— start of Given data —

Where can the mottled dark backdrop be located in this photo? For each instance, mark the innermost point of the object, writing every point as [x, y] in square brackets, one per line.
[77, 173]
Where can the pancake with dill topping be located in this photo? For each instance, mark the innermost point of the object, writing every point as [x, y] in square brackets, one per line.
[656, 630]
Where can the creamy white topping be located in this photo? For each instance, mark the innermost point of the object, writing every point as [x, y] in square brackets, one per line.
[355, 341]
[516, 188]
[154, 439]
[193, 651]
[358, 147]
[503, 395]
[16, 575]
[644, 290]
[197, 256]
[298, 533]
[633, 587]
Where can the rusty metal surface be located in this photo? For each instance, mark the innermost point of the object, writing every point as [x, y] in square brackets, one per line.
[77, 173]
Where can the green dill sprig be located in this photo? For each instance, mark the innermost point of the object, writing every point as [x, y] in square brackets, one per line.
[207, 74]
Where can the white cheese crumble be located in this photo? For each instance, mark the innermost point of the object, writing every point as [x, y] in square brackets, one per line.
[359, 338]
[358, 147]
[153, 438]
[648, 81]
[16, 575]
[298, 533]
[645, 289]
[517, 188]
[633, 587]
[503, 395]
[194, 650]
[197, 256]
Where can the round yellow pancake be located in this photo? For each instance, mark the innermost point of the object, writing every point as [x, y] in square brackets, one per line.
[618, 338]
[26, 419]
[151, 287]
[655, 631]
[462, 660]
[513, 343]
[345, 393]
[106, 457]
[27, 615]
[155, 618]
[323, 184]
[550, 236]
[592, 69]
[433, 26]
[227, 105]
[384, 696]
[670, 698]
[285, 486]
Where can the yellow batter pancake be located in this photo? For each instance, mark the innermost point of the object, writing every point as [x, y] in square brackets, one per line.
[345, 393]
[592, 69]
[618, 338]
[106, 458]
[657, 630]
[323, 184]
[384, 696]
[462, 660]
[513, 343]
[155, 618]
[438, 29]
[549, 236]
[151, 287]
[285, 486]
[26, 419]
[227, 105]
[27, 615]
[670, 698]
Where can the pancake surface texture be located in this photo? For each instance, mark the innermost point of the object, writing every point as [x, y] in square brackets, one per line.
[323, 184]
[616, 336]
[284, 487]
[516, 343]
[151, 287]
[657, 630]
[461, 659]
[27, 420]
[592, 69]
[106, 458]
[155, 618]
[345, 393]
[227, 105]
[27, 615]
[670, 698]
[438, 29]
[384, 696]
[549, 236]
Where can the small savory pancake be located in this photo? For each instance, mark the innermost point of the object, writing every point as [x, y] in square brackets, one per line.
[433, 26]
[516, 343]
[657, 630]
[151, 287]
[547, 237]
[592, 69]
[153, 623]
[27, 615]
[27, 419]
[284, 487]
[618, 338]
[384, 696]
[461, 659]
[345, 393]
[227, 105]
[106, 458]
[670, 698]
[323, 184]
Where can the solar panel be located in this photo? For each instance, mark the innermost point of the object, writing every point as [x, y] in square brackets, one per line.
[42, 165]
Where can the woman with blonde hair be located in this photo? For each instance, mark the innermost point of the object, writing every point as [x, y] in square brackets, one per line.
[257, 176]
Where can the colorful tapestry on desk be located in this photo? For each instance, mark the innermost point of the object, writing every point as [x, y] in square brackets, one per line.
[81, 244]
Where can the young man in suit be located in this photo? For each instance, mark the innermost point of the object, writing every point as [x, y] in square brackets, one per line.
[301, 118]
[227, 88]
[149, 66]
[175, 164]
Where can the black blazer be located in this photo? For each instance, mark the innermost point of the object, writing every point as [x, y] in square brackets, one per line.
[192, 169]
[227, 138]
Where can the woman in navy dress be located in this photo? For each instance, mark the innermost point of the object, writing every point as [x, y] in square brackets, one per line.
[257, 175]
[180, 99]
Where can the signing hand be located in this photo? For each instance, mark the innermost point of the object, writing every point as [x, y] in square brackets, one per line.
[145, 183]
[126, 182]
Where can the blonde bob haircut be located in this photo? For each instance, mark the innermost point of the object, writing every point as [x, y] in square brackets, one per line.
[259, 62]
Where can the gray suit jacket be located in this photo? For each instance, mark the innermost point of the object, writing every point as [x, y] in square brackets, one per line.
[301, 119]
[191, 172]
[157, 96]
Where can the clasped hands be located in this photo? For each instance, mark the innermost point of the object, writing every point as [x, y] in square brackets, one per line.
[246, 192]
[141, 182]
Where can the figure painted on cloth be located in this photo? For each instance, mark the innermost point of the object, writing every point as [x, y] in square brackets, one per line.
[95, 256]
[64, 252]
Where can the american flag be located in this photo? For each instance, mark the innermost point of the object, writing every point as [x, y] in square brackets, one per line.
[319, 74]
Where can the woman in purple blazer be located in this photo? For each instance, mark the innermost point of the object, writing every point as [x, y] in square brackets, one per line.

— end of Given data —

◆ Exercise requirements
Quote the material word for word, from the line containing "Where can the gray" through the end of the material.

◆ Reply
Where can the gray suit jacket be located in this photo? For each instance, mark the innermost point of the object, writing every point as [x, y] in square brackets, one per line.
[301, 119]
[191, 172]
[157, 96]
Where can the clasped hands be located in this photo? For each instance, mark the innermost point of the object, writing every point as [x, y] in square brackets, one per line.
[246, 192]
[141, 182]
Where can the figure painted on cloth be located in this photo? For each instance, mark the innermost point of the object, writing every point as [x, y] in square brackets, one per line.
[95, 256]
[64, 252]
Where can the american flag be located in this photo? For each instance, mark the innermost point of the object, writing every point as [x, y] in square brackets, one per line.
[319, 74]
Where can the woman in purple blazer be located in this photo? For each instance, mark the innermost point of the object, writing every point as [x, y] in square brackets, one per line.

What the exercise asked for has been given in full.